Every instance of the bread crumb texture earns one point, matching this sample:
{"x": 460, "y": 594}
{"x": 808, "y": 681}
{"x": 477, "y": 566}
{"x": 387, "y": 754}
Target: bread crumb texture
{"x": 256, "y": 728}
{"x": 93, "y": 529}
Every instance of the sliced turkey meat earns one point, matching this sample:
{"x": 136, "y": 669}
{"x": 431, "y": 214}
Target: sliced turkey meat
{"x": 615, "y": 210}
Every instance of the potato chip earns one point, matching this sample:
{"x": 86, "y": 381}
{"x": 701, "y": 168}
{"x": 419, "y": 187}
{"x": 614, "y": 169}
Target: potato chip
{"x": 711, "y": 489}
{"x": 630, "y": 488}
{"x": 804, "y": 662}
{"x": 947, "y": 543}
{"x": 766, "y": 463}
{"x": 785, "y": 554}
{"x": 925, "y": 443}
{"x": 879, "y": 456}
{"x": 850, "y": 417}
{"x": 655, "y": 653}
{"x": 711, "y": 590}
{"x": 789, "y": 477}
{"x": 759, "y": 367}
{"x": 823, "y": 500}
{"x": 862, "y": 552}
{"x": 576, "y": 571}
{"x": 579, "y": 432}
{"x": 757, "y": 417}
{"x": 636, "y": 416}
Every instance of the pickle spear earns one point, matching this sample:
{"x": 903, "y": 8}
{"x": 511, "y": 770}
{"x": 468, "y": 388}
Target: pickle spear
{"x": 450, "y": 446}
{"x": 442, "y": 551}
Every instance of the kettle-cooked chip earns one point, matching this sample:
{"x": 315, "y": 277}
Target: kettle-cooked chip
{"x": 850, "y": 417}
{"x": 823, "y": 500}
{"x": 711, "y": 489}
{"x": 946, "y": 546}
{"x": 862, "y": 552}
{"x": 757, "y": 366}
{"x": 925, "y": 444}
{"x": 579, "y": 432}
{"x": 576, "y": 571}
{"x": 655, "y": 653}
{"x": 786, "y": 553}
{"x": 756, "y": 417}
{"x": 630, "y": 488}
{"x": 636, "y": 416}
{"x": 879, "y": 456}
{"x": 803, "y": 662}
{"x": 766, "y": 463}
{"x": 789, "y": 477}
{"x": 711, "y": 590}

== == ==

Ziel
Aktualisiere bitte die Datensätze oben, indem du „pickle spear“ überall durch „pickle slice“ ersetzt, und gib alle Datensätze vollständig wieder aus. Alles andere bleibt unverändert.

Die Antwort
Every instance of the bread crumb texture earns one point, matching this sample:
{"x": 460, "y": 594}
{"x": 808, "y": 681}
{"x": 477, "y": 566}
{"x": 387, "y": 754}
Target: bread crumb texture
{"x": 256, "y": 728}
{"x": 93, "y": 529}
Every instance of the sliced turkey meat earns one point, matching this sample:
{"x": 136, "y": 669}
{"x": 431, "y": 214}
Target: sliced turkey meat
{"x": 615, "y": 210}
Every instance of the potato chip earns one point, matching this sample:
{"x": 86, "y": 381}
{"x": 701, "y": 168}
{"x": 419, "y": 187}
{"x": 614, "y": 169}
Target: potato chip
{"x": 711, "y": 489}
{"x": 630, "y": 488}
{"x": 804, "y": 662}
{"x": 947, "y": 543}
{"x": 766, "y": 463}
{"x": 785, "y": 554}
{"x": 925, "y": 443}
{"x": 879, "y": 456}
{"x": 850, "y": 417}
{"x": 655, "y": 653}
{"x": 711, "y": 590}
{"x": 789, "y": 477}
{"x": 759, "y": 367}
{"x": 823, "y": 500}
{"x": 862, "y": 552}
{"x": 576, "y": 571}
{"x": 579, "y": 432}
{"x": 757, "y": 417}
{"x": 636, "y": 416}
Every instance of the pickle slice earns one point, matching this sample:
{"x": 903, "y": 8}
{"x": 511, "y": 770}
{"x": 468, "y": 388}
Target: pickle slice
{"x": 450, "y": 446}
{"x": 442, "y": 551}
Every instance of the kettle-cooked chip earns one point, matching this sample:
{"x": 315, "y": 277}
Target: kettle-cooked chip
{"x": 850, "y": 417}
{"x": 823, "y": 500}
{"x": 711, "y": 489}
{"x": 946, "y": 546}
{"x": 862, "y": 552}
{"x": 757, "y": 366}
{"x": 925, "y": 444}
{"x": 579, "y": 432}
{"x": 576, "y": 571}
{"x": 655, "y": 653}
{"x": 786, "y": 553}
{"x": 756, "y": 417}
{"x": 630, "y": 488}
{"x": 636, "y": 416}
{"x": 879, "y": 456}
{"x": 803, "y": 662}
{"x": 766, "y": 463}
{"x": 789, "y": 477}
{"x": 711, "y": 590}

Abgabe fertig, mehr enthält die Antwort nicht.